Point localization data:
__________________________________________________

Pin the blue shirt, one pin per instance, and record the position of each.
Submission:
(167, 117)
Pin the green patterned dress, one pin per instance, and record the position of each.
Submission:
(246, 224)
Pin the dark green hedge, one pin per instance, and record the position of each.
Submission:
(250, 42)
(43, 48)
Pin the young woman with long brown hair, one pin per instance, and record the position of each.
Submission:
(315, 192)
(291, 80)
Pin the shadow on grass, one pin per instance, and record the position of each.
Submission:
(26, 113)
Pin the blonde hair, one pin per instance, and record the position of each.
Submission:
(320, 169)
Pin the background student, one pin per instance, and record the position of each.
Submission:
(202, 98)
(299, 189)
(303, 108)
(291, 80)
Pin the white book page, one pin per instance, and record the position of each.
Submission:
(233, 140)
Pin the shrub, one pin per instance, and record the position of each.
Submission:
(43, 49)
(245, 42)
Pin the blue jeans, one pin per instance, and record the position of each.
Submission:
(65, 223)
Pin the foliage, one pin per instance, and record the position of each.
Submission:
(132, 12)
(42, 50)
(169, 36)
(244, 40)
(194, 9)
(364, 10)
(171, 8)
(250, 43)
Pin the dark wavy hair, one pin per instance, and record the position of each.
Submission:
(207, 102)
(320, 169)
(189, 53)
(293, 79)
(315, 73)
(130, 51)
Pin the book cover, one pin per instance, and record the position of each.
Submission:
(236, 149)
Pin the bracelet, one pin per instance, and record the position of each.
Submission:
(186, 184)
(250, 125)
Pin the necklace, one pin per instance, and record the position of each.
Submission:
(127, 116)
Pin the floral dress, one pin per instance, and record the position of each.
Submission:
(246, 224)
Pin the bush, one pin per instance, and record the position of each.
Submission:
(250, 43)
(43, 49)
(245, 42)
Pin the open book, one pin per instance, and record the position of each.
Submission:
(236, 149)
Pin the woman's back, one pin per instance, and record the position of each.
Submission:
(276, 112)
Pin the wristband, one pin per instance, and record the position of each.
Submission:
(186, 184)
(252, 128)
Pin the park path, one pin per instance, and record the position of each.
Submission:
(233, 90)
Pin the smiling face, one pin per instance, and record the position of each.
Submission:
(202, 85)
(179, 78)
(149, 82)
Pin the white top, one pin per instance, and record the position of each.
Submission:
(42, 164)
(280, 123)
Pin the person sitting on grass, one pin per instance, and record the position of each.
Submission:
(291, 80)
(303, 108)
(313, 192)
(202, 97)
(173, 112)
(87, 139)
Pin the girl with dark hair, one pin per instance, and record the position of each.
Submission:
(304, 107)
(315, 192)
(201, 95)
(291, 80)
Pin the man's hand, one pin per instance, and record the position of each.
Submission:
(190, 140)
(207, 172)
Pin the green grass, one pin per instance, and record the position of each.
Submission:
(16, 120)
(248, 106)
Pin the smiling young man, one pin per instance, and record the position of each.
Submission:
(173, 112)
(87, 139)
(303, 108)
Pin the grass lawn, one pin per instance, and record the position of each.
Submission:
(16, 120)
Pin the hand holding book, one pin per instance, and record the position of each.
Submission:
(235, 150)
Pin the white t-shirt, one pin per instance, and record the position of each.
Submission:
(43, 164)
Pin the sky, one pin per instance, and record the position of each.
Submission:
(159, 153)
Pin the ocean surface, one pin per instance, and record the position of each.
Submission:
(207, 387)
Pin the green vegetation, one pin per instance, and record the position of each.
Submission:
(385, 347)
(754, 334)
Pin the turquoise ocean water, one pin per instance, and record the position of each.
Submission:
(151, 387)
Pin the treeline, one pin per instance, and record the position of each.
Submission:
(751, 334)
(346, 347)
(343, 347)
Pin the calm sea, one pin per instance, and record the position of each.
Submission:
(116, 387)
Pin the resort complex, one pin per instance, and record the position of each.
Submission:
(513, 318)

__________________________________________________

## TASK OBJECTIVE
Reproduce all lines from the records above that include the word "white".

## SOLUTION TO THIS TASK
Pin the white book page, one pin per instance, and record the position of each.
Pin the white top, one pin per instance, and record the position of each.
Pin the white t-shirt, one pin per instance, and record the position of each.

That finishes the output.